# Da fare:
A – Nel brano sulla proprietà legale ed equitativa, da quale secolo il Cancelliere si occupò di tutelare la buona fede del feoffer?
B – Elenca tutti i termini di origine germanica citati nel brano sulla proprietà legale ed equitativa.

Posto che tra A e B ci fosse uno specifico accordo in tal senso ed appurato che, in capo a B, avvenisse un vero e proprio trasferimento di proprietà: in che modo potevano essere tutelate la volontà e le disposizioni di A sull'uso dei beni, dal momento che A per la common law non era più proprietario e - quindi - non aveva alcun rimedio giudiziale per costringere B a rispettare le sue indicazioni?

La common law non riconosceva né le obbligazioni fiduciarie né la causa fiduciaria e concedeva uno spazio del tutto irrisorio alle obbligazioni ex contractu, dava però pieno valore al trasferimento della proprietà tra settlor e trustee.

Di tutelare la buona fede del feoffer(25) si occupò allora - fin dal XV secolo - il Cancelliere, difensore dei principi di giustizia naturale non ancora assistiti da un writs, attraverso i suoi rimedi in equity: a fronte delle numerose petizioni egli diede protezione giuridica allo use, senza urtare contro il diritto di proprietà del fiduciario coperto dalle garanzie della common law. I desideri e le istruzioni che il trasferente impartiva in sede pattizia dovevano acquisire la forza

cogente di vere e proprie obbligazioni, vincolanti ed invalicabili per il fiduciario: era l'uso a favore e secondo i dettami del disponente che doveva essere assicurato e corredato, contro eventuali violazioni(26), di appropriati presidi processuali di tipo esecutivo (executed).

Da qui ebbe origine il concetto dualistico - tipicamente anglosassone - di proprietà: proprietà legale e proprietà equitativa (legal estate ed equitable estate). La proprietà legale, protetta e disciplinata dalla common law, era quella che il disponente cedeva validamente tramite idoneo atto di trasferimento (conveyance) al fiduciario, che diveniva perciò proprietario - appunto - legale dei beni.

Il feoffer era invece il proprietario "equitativo", le cui volontà rispetto all'uso dei beni ceduti trovavano protezione giuridica nell'equity del Cancelliere.

Questo sdoppiamento del concetto di proprietà rappresenta un unicum nella storia del diritto e non trova eguali nella tradizione giuridica romanistica, la sua origine è piuttosto da ricercare nel germanico Salmann o Treuhaender, cioè colui a cui i Germani - con atto solenne detto sala - solevano cedere la proprietà affinché venisse utilizzata secondo le direttive del trasferente.

Attraverso atti di trasferimento della proprietà inter vivos ad uno o più proprietari di common law, il dante causa riusciva ad eludere - come sopra detto - i divieti ed i doveri feudali: egli, senza disporre formalmente testamento, forniva ai suoi fiduciari direttive sul modo

di gestire le res loro cedute così, al momento della sua morte, i debiti successori - secondo la common law non esigibili finché non fossero venuti meno tutti i proprietari - rimanevano insoluti(27).

# Dati archiviati:

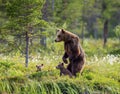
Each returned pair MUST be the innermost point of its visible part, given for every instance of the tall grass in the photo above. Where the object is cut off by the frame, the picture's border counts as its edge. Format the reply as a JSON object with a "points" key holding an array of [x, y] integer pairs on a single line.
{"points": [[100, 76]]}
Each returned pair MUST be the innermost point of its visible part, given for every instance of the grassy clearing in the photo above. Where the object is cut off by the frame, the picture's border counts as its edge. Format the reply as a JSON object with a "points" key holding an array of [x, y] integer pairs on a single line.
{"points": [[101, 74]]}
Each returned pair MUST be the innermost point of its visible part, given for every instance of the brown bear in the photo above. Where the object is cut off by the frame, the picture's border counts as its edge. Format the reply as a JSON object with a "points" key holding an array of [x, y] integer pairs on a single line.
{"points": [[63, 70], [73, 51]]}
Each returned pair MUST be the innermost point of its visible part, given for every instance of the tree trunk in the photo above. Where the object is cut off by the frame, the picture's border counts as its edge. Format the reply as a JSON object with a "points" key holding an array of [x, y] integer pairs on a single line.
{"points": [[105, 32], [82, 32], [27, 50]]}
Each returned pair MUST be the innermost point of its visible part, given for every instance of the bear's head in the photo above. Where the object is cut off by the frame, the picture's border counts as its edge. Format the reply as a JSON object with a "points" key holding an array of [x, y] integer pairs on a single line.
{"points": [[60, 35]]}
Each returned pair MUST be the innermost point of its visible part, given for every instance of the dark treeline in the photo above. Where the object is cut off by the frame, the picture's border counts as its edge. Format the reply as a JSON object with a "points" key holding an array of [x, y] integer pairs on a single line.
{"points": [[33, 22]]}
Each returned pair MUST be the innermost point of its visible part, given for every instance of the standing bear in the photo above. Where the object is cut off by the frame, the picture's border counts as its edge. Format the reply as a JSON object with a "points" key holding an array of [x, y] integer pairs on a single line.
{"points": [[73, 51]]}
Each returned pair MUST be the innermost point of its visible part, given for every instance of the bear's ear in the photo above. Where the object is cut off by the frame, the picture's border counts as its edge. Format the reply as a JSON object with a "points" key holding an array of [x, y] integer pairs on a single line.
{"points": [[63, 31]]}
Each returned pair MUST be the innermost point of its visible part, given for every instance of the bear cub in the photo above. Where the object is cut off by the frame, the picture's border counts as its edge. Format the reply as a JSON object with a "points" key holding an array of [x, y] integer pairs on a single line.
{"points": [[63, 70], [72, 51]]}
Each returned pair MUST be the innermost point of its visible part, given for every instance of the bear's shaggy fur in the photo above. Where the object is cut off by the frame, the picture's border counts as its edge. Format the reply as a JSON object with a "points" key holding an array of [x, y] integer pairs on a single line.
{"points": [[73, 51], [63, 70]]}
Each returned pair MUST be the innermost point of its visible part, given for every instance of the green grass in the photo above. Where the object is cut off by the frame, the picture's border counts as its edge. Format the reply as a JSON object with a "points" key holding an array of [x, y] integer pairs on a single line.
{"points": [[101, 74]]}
...
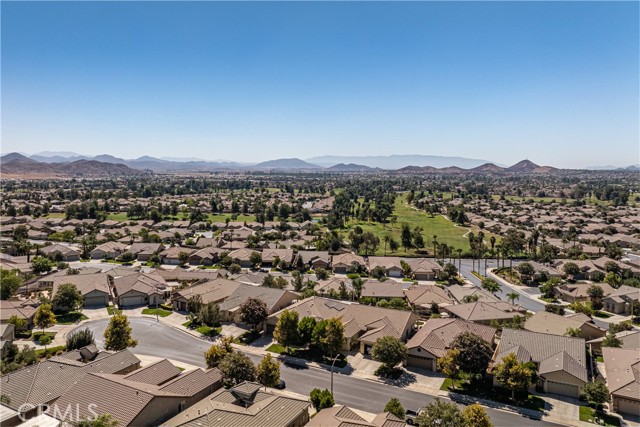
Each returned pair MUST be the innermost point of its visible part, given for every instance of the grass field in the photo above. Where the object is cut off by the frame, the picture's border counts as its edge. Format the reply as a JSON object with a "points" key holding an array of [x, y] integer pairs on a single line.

# Soluzioni degli esercizi:
A – Dal XV secolo.

B – Salmann, Treuhaender, sala